Action item A: Set down, word for word, the stretch of the excerpt on global unhappiness from "Unhappiness has been rising" through "people were feeling.".
Action item B:
Answer these questions from the excerpt on global unhappiness:
(i) What indicator does the excerpt suggest the Saudi king might name?
(ii) Which feelings does Gallup say people now feel more than ever before?
(iii) For how long has unhappiness been steadily climbing?
Action item C: Continue the excerpt on global unhappiness from the point where it stops.

Page extract:

The following is adapted from Gallup's new book, Blind Spot: The Global Rise of Unhappiness and How Leaders Missed It.
All leaders use indicators to measure progress. For example, if you asked CEOs what indicators they follow most closely, they would probably say revenue growth or share price. With world leaders, it's harder to know. Would they say GDP? Unemployment? The poverty rate? Maybe the Saudi king would say oil prices.
I am not entirely sure what their answer would be, but I know what they would not say. None of them would say happiness.
As a result, none of them know just how much unhappiness there is in the world today. And that is concerning because unhappiness is now at a record high. According to Gallup, people feel more anger, sadness, pain, worry and stress than ever before.
Now, I know what you're thinking: "I didn't need data to know that. The pandemic made everyone miserable. Why is that surprising?"
COVID-19 was bad for everyone, but we cannot blame the rise of unhappiness on the pandemic alone. Global misery was rising well before the pandemic. In fact, unhappiness has been steadily climbing for a decade -- and its rise has been in the blind spot of almost every world leader.
Experts know how to count almost everything: CO2 emissions, the size of urban slum populations, the contribution tourism makes to every country's economy, and even the number of trees in the Sahara desert. But while experts seem to count almost everything, they don't systematically measure how people feel.
Unhappiness has been rising worldwide for a decade, but almost every world leader missed it. Why? Because they were focused on measures like GDP and unemployment. Almost none of them were paying attention to how people were feeling.
Dear 7.7 Billion World Citizens, How Are Your Lives Going?

[Referring expression grounding data]
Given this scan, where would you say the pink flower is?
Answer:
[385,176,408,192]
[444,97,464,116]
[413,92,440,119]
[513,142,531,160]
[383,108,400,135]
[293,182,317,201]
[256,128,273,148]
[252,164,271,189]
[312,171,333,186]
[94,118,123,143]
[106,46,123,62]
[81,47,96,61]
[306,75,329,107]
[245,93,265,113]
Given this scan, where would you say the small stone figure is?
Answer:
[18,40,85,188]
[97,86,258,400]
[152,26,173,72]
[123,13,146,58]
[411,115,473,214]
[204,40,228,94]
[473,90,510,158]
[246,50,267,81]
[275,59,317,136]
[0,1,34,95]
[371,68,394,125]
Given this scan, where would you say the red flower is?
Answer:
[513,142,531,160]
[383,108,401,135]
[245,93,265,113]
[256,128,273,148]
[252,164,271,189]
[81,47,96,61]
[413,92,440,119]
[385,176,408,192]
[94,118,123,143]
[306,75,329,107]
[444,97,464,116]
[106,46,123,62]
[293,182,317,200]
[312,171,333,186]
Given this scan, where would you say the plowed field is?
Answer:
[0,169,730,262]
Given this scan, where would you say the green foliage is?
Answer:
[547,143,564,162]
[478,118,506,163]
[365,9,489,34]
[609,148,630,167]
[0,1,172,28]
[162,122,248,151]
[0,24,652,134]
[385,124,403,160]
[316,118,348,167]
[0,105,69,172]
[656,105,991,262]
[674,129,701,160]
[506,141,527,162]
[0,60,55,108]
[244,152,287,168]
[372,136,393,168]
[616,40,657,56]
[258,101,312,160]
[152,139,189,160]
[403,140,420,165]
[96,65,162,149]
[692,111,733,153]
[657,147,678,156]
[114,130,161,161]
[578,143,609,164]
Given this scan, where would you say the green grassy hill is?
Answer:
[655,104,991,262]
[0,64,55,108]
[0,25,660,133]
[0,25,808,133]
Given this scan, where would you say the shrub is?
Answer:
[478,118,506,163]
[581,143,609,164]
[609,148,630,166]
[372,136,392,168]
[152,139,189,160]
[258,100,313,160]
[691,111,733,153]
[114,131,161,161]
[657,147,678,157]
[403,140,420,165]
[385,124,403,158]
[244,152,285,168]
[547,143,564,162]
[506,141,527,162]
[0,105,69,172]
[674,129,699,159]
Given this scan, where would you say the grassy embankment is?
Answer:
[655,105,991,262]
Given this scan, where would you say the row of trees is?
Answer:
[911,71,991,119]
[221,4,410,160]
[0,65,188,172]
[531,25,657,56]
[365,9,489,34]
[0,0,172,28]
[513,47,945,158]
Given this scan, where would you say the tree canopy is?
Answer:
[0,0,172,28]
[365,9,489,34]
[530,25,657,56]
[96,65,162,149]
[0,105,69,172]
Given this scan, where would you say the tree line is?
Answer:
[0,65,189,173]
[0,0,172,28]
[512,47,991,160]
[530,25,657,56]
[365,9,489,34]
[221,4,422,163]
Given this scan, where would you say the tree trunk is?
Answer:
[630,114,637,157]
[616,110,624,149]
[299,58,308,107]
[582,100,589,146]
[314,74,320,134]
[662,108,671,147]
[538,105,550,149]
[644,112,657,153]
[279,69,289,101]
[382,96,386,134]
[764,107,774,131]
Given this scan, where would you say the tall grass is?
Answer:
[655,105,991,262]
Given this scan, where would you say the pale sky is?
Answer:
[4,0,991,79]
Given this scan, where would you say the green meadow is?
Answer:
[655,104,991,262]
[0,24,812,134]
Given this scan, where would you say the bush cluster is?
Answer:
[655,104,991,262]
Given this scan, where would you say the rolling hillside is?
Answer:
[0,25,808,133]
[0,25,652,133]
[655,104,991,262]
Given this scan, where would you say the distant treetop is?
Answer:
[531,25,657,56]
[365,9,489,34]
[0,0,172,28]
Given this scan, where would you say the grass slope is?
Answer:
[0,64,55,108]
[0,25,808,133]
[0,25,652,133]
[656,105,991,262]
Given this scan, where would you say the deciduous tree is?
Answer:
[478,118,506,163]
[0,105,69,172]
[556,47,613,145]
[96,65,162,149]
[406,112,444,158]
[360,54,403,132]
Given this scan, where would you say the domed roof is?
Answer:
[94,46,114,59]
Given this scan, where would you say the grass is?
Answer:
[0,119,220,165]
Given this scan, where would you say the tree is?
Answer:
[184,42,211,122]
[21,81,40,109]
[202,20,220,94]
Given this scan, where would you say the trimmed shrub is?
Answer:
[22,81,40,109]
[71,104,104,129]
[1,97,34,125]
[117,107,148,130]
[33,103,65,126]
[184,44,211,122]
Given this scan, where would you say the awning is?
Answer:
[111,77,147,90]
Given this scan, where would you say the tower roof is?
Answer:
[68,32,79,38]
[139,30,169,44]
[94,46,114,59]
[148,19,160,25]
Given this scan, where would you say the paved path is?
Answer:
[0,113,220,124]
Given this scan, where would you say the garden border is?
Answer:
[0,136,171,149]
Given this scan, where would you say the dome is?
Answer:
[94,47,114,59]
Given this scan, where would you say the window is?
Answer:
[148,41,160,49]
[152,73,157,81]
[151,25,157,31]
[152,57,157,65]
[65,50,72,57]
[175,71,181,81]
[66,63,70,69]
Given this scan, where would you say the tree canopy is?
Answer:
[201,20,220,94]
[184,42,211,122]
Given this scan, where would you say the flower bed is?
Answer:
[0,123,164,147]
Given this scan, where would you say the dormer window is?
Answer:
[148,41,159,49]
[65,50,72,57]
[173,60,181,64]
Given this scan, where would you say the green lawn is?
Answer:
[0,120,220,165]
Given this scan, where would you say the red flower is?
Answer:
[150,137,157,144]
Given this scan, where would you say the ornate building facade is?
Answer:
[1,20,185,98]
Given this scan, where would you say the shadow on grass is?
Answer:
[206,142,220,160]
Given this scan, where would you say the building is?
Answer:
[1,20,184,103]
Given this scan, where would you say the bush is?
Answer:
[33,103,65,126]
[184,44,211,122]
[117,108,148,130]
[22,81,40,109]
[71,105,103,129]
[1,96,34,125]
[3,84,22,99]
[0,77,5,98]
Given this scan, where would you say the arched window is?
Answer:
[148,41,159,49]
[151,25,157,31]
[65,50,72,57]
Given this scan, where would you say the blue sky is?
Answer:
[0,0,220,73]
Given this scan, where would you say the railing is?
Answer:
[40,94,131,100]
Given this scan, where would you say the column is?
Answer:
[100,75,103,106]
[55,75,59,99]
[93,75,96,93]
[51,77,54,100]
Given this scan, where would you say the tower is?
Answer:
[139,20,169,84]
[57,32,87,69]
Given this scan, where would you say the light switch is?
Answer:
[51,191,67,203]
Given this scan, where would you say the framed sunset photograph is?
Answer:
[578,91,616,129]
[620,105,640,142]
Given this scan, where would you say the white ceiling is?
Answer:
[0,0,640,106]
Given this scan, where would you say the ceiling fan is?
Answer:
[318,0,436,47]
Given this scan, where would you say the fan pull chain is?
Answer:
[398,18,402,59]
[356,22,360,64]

Answer A:
Unhappiness has been rising worldwide for a decade, but almost every world leader missed it. Why? Because they were focused on measures like GDP and unemployment. Almost none of them were paying attention to how people were feeling.

Answer B:
(i) Oil prices.
(ii) Anger, sadness, pain, worry and stress.
(iii) For a decade.

Answer C:
In 2006, Gallup began conducting global research on subjective wellbeing, which is used interchangeably with "happiness." The goal of the research was to definitively report -- by country -- how people's lives were going from their perspective. Was the world getting more stressed? Were people more hopeful? Were they getting angrier?
Thousands of interviewers have now sat with people in their homes or called them and asked them about their lives. This work now represents more than 98% of the world's population and, as of this writing, includes over 5 million interviews.
It is remarkable how open people are about sharing their sadness, their pain or their anger. But it's also concerning that so many more people are sharing these negative emotions with us.
But why? Why are so many more people feeling this way?
The answer has to do with an inequality the world is not familiar with. Leaders understand income inequality -- the growing divide between the financial haves and have-nots. What they are not familiar with is the growing divide between the haves and have-nots of a great life. This is called wellbeing inequality.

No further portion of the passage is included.